INSTRUCTIONS FOR THE TASK
All of the records below must be reproduced exactly, minus any pictures.

Extracted data entries
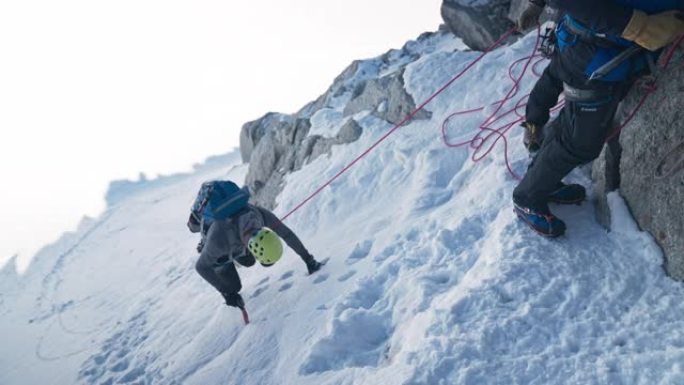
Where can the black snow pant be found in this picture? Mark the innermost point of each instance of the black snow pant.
(225, 277)
(576, 138)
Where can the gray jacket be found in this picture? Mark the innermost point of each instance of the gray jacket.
(226, 240)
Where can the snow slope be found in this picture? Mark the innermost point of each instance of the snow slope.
(430, 278)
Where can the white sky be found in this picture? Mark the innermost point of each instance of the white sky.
(92, 90)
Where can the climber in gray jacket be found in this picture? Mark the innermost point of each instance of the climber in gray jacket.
(226, 243)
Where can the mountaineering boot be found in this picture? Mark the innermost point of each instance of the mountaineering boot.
(568, 194)
(234, 300)
(313, 265)
(533, 138)
(539, 219)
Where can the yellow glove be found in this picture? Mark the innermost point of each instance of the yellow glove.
(654, 32)
(530, 17)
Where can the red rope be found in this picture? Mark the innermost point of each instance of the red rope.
(399, 125)
(486, 132)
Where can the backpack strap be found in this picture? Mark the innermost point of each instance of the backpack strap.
(585, 34)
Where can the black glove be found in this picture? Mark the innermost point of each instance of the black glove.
(313, 266)
(234, 300)
(533, 137)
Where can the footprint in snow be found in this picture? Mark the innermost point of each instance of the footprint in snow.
(321, 278)
(258, 292)
(285, 287)
(361, 251)
(287, 275)
(346, 275)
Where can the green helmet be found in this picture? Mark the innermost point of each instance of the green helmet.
(265, 246)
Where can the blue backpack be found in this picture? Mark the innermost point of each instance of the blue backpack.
(216, 200)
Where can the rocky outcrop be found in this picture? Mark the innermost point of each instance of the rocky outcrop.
(651, 168)
(478, 22)
(278, 144)
(385, 97)
(481, 22)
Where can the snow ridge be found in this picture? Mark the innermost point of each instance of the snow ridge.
(430, 279)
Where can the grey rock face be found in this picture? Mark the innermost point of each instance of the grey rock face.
(386, 97)
(478, 22)
(278, 144)
(652, 165)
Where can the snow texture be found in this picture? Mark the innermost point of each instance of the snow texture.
(430, 277)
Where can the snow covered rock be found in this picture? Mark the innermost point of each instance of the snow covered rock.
(386, 97)
(478, 22)
(278, 144)
(651, 173)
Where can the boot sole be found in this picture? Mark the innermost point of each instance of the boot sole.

OUTPUT BELOW
Where can the black snow pant be found in this picture? Mark the innermost point of each instance of the black snow pant.
(225, 277)
(576, 138)
Where can the gray jacket be found in this picture? Mark the innermost point of each instance of the gray jacket.
(226, 240)
Where can the snow slope be found in this picture? Mark the innermost point of each instance of the snow slope.
(430, 278)
Where can the white sky be found in this picture? Mark the innermost point of each instance of the white sky.
(92, 90)
Where can the climber in gray jacket be found in this picture? Mark the innermost point of each instance of the climber in gray jacket.
(226, 243)
Where can the mountaineering boot be found in this picture? Mark the innermost point of each instance of the mountaineering boot.
(568, 194)
(234, 300)
(313, 265)
(533, 138)
(539, 219)
Where can the yellow glove be found in this picture? Mark the innermost point of each instance of the yellow glove.
(654, 32)
(530, 17)
Where can the red rope be found in this picture? Mark the innermost point of each instance of the red rope.
(399, 125)
(486, 132)
Where can the backpack strap be found in this picture? Mark the innermost point of each instance of the backpack strap.
(585, 34)
Where can the black glove be found in this picture? Mark the innermost point of each instance of the black glove.
(313, 266)
(234, 300)
(533, 137)
Where can the footprint in snow be found in this picture? Mark the innermost point of each instance of the footprint in snow.
(321, 278)
(258, 292)
(285, 287)
(361, 251)
(287, 275)
(346, 275)
Where can the green helmet be found in this picture? Mark the innermost point of each instance of the green helmet.
(265, 246)
Where can the blue backpack be found in this picture? Mark the innermost point of each instance of the blue backpack.
(216, 200)
Where can the rocky outcrop be found in this picture? Mark the innermost point of each instance of the rocky outcrop.
(651, 168)
(478, 22)
(278, 144)
(385, 97)
(481, 22)
Where can the snow ridge be found in this picture? Mark the innermost point of each instance of the snow ridge.
(430, 279)
Where can the grey rock face be found in this picture? Mark the innermost point of each instance of the grey rock face.
(386, 97)
(478, 22)
(278, 144)
(652, 165)
Where can the snow texture be found in this picture? Mark the innermost point of each instance of the snow texture.
(430, 277)
Where can the snow covered rock be found in this picture? Mark the innermost point of each instance of the snow covered rock.
(386, 97)
(478, 22)
(278, 144)
(651, 173)
Where can the boot sole be found in this picture? Mark the innermost point of each instance of the boot sole.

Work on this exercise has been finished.